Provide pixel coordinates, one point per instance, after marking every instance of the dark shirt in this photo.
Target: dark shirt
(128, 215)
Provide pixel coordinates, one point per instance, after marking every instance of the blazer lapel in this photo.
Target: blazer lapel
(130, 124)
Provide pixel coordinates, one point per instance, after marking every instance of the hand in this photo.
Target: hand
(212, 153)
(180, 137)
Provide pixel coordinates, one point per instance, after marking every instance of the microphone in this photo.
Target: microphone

· · ·

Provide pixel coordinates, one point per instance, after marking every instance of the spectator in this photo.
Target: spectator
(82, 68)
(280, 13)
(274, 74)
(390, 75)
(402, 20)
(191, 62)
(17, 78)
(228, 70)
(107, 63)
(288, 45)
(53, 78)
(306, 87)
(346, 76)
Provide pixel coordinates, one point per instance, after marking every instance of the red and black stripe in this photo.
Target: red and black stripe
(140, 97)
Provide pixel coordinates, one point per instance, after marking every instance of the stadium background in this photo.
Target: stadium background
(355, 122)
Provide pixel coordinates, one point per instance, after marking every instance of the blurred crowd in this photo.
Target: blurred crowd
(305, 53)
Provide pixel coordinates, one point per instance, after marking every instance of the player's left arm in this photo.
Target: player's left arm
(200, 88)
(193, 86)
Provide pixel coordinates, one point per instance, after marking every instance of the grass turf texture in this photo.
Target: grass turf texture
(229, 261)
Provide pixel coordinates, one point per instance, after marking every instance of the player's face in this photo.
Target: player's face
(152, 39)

· · ·

TASK ITEM: Return each line of the material above that holds the string "microphone".

SOLUTION FOR THIS EXERCISE:
Provide pixel coordinates, one point per instance, after marking every instance of the microphone in this photo.
Target: microphone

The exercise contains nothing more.